[Object pointing dataset rows]
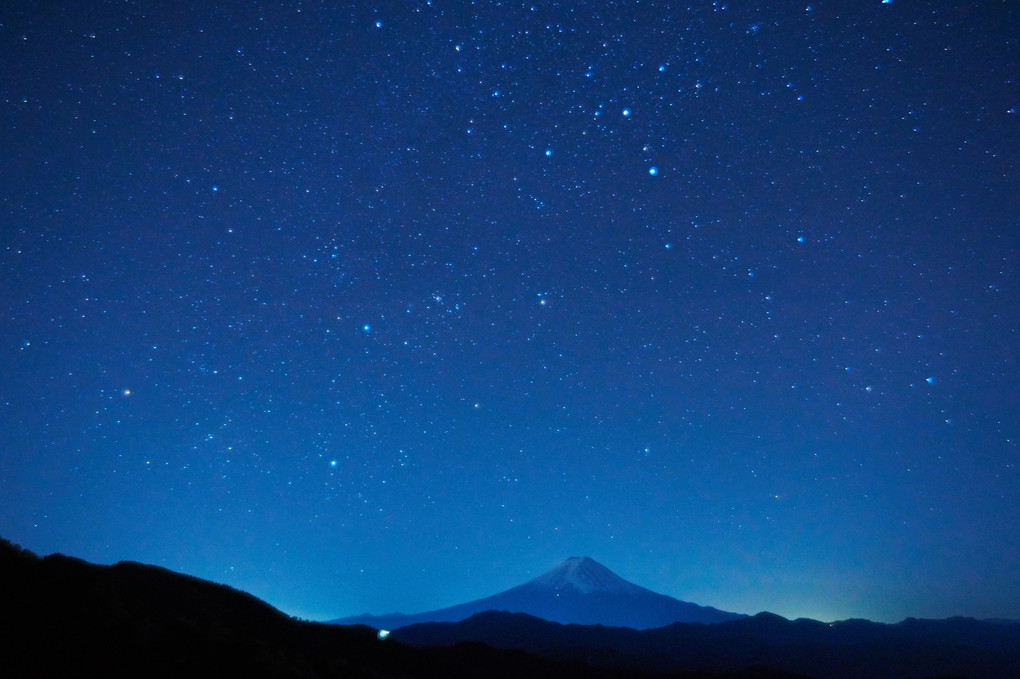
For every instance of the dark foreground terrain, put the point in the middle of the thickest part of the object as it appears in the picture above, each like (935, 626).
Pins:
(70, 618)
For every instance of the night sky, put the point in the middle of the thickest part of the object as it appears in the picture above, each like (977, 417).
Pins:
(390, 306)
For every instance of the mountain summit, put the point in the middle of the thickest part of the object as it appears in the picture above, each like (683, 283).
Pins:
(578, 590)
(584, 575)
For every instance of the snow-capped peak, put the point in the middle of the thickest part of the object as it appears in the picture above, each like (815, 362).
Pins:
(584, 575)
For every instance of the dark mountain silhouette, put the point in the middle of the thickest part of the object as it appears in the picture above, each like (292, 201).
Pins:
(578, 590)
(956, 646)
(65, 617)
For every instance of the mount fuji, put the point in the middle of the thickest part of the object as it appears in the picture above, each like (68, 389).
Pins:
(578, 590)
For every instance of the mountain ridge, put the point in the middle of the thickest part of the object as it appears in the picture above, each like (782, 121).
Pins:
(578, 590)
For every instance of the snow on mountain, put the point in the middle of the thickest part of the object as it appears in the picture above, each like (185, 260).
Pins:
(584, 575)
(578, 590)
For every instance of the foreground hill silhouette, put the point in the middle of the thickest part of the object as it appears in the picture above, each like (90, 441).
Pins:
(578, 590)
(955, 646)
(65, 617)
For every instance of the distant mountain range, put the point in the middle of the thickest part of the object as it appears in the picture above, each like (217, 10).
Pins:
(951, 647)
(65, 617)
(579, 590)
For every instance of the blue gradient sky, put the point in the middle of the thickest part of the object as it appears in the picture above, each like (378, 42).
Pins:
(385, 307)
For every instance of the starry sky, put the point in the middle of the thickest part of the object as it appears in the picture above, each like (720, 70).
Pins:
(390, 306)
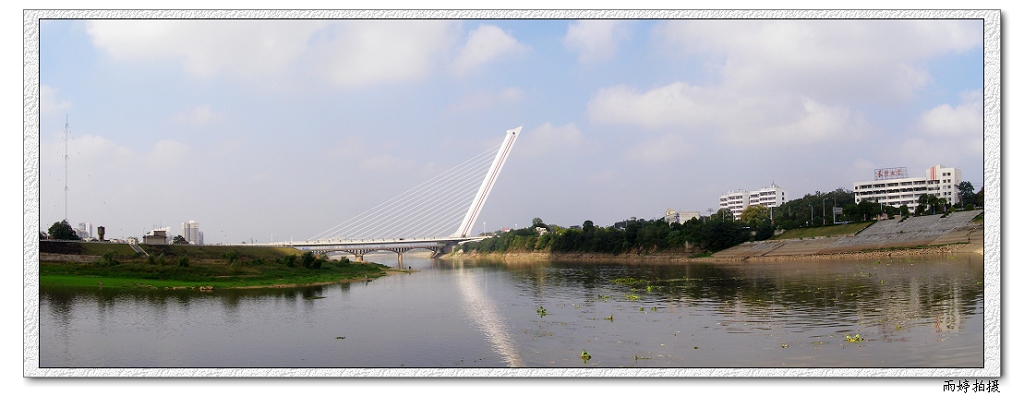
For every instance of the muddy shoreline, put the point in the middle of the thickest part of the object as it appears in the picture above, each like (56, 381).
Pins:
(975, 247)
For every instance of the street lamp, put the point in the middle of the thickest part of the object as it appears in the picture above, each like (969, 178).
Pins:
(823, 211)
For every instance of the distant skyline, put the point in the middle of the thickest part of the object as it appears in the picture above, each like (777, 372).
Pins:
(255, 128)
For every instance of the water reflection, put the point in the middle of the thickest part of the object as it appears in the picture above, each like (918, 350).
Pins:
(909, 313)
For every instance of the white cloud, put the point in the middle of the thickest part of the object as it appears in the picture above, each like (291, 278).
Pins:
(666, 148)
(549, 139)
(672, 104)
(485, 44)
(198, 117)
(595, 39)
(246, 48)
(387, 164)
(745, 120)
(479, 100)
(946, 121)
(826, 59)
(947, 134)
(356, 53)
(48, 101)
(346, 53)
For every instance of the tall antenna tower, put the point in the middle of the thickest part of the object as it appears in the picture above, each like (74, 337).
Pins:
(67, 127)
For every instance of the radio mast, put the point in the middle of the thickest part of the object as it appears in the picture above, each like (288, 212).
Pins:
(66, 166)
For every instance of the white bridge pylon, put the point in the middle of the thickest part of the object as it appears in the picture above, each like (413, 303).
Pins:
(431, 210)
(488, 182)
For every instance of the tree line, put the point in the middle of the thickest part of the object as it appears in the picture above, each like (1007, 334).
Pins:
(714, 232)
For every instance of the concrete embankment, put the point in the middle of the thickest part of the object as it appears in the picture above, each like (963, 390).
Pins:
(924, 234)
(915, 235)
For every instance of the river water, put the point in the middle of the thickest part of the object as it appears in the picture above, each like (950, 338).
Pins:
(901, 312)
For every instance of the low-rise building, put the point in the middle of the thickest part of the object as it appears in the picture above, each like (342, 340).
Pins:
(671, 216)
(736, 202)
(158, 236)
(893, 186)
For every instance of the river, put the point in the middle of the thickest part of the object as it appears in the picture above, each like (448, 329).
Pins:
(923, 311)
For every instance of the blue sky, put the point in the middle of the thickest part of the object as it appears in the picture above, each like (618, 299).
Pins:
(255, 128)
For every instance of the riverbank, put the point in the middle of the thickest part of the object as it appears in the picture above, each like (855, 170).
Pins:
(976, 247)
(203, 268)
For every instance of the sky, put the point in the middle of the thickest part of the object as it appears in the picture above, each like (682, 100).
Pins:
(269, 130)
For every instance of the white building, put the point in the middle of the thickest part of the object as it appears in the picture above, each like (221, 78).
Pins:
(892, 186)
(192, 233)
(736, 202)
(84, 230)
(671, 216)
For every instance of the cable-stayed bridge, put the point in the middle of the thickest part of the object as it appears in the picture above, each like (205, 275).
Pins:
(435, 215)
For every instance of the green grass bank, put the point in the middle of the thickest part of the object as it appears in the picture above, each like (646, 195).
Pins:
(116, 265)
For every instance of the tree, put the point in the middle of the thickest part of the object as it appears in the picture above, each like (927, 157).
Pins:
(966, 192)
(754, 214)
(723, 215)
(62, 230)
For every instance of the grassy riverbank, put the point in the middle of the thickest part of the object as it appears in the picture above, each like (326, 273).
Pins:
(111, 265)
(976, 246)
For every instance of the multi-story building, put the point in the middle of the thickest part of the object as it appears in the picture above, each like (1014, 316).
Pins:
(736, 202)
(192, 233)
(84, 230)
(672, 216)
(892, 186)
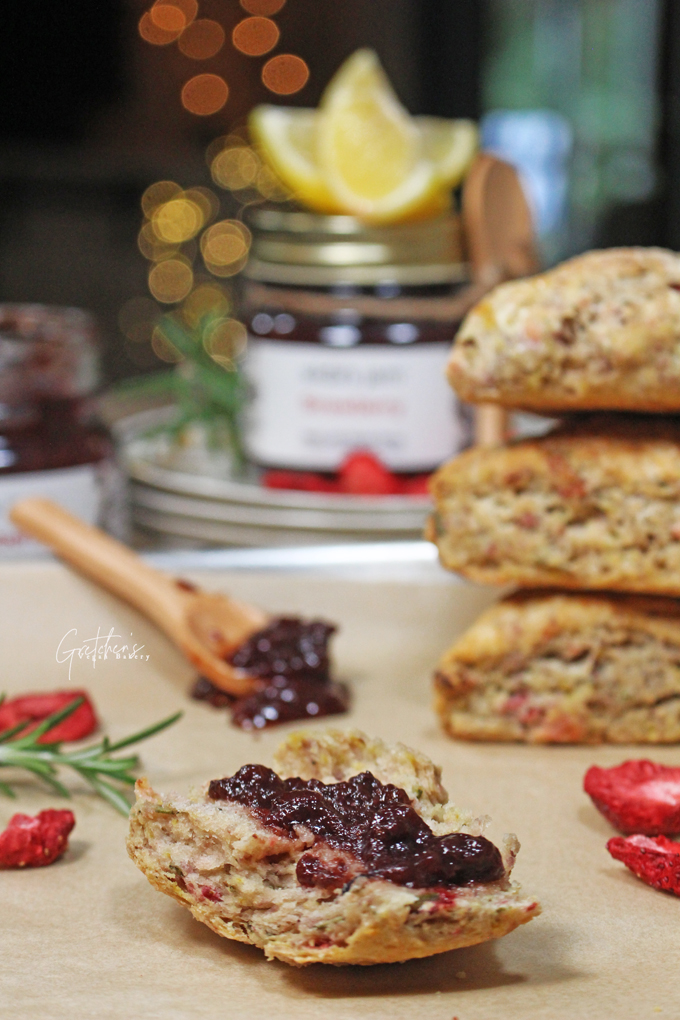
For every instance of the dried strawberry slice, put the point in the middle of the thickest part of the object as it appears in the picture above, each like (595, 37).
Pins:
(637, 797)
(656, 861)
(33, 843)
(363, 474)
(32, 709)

Short exercise.
Every line above should be returned exactly; the pictures stay out.

Correct result.
For every instance of the dark foreground terrain, put the point in the middle of the thickest part of the object as it appears in the picture above, each like (935, 626).
Pins:
(70, 618)
For every instance of the night sky, put the point in the middle of the thickest part of the object as it appears in the picture above, each like (977, 417).
Pins:
(390, 306)
For every instance of the mountain summit, put the point in the middle of the thickest part of the object as it appears in the picture above, each like (683, 283).
Pins:
(578, 590)
(584, 575)
For every instance of the snow-capped peak, put the point in the middle of the thickest part of the object as it appears in the picture above, each like (815, 362).
Pins:
(584, 575)
For every instance of the dark mountain silhouette, put the point in the middle of the thickest part of the object as it appears in the picture above, each like (292, 201).
Pins:
(578, 590)
(956, 646)
(65, 617)
For every instance of the mount fuji, put the point in the middle of the thickest part of the object as it appears in the picture above, each like (68, 389).
Pins:
(578, 590)
For every instance of the mountain ridge, put the point in the middle of the thickest part of the object as it appears in the picture above, each like (782, 121).
Pins:
(578, 590)
For every instance of the snow on mountain, put the point in the middle of the thickest part of the object as it appears in the picture above, each like (185, 260).
Pins:
(584, 575)
(578, 590)
For every instance of the foreground hill silhouette, put the point in the middle of the thickest part of the object as it appears in the picture above, each like (90, 441).
Pins:
(578, 590)
(955, 646)
(65, 617)
For every instance of the distant mountain range, put the point in the middle of the thickest part of the object as it appears in the picture above, each like (217, 10).
Pins:
(951, 647)
(65, 617)
(579, 590)
For every instance of the blue gradient sky, put the point in the middle of the thickest part of the object as it appears in the picture above, each like (378, 42).
Pins:
(385, 307)
For every instance of the starry sky, put the point in the middle of the thickest part of the object as it appears in the picture above, each like (720, 70).
Pins:
(390, 306)
For every instance of the muddy shoreline, put the point in the middle of the thickest part of the object as it appears in the picture above, each like (56, 381).
Pins:
(975, 247)
For every instance of the street lamp, put the point in the middle of the thickest part of the object as it appears in the picture above, each like (969, 178).
Pins:
(823, 211)
For every instance of the distant skyline, put the point in the middle of the thickest part of the object as it appears in the picture above, each like (777, 372).
Pins:
(255, 128)
For every instance of the water reflection, put the point in the middle of the thickest part of the object as it appears in the picture above, each like (918, 350).
Pins:
(909, 313)
For every instance of the white cloud, put the point in the middle of the thickest part of the object as it appears in the picture above, each like (291, 278).
Pins:
(666, 148)
(549, 139)
(672, 104)
(485, 44)
(198, 117)
(595, 39)
(246, 48)
(387, 164)
(745, 120)
(479, 100)
(946, 121)
(826, 59)
(947, 134)
(356, 53)
(48, 101)
(346, 53)
For every instance of the tall antenna tower, put the point in the middle of the thickest part of the object as it appears in the picture above, each like (74, 337).
Pins:
(67, 127)
For every instance of the radio mast, put the point in the middle of the thickest part of the object as it appears in the picture above, each like (288, 212).
Pins:
(66, 166)
For every instance of the white bridge pylon, put the point in the middle of the thickest part of the object as it appears in the picture above, each like (413, 303).
Pins:
(431, 210)
(488, 182)
For every instance of the tree line, put the point in the middle of the thickest part of the object as it appears in the picture above, each like (1007, 334).
Pins:
(714, 232)
For every instance of the concrete embankment, put the point in the middle of the thickest part of the object as it appears in the picture above, each like (963, 390).
Pins:
(924, 234)
(915, 235)
For every instance of the river water, put the point in the middle of the thickest part of the object as it appears in the picture above, each like (950, 338).
Pins:
(901, 312)
For every instance of the low-rise building, put the point in the middle of the thickest part of the object as it appears in the picture above, each like (342, 340).
Pins:
(671, 216)
(736, 202)
(158, 236)
(893, 186)
For every instance of the river, put the point in the middle of the thickest part of the object as it appears in the picture above, each like (448, 329).
Pins:
(923, 311)
For every instance of the blue sky, put the point in the middle of the thickest part of the object as it appears in the picture above, each like (618, 299).
Pins:
(255, 128)
For every instance of the riverbank, put the point in the middle of the thickest part of the object as it appears in the picture above, each like (855, 170).
Pins:
(976, 247)
(203, 268)
For every instance of the sky, put the point in the middle of the thickest part of the object as it appears in the picture above, each like (682, 100).
Pins:
(269, 130)
For every instance of the white building, put the point in the middle of the thickest part of the object as it appears in the picture above, each like (221, 78).
Pins:
(892, 186)
(192, 233)
(736, 202)
(84, 230)
(671, 216)
For every instance of the cable-stayed bridge, put the point in the middle of the thickest part of the object as it appears in the picture above, each like (205, 275).
Pins:
(435, 215)
For every instance of the green grass bank, put the point in the middle of the thickest part of the object as it appears in the picture above, each like (646, 195).
Pins:
(116, 265)
For every instance of the tree, put the point in the middle of the thickest part of the object as it appears in the picture above, each like (927, 157).
Pins:
(966, 192)
(754, 214)
(723, 215)
(62, 230)
For every instance of the grassy riverbank, put the point in the middle of the thickest part of the object as it appears in the picture above, each like (326, 273).
Pins:
(111, 265)
(976, 246)
For every instance of the multi-story building, put the point in the middle of the thickest part of the object as it appears in the picture above, each like (1014, 316).
Pins:
(736, 202)
(192, 233)
(84, 230)
(672, 216)
(892, 186)
For every instance of the dried strawberry slice, put the point in the middle of the thickest part of the object as it appears in the picture above, each like (595, 37).
Pins:
(637, 797)
(656, 861)
(33, 843)
(363, 474)
(32, 709)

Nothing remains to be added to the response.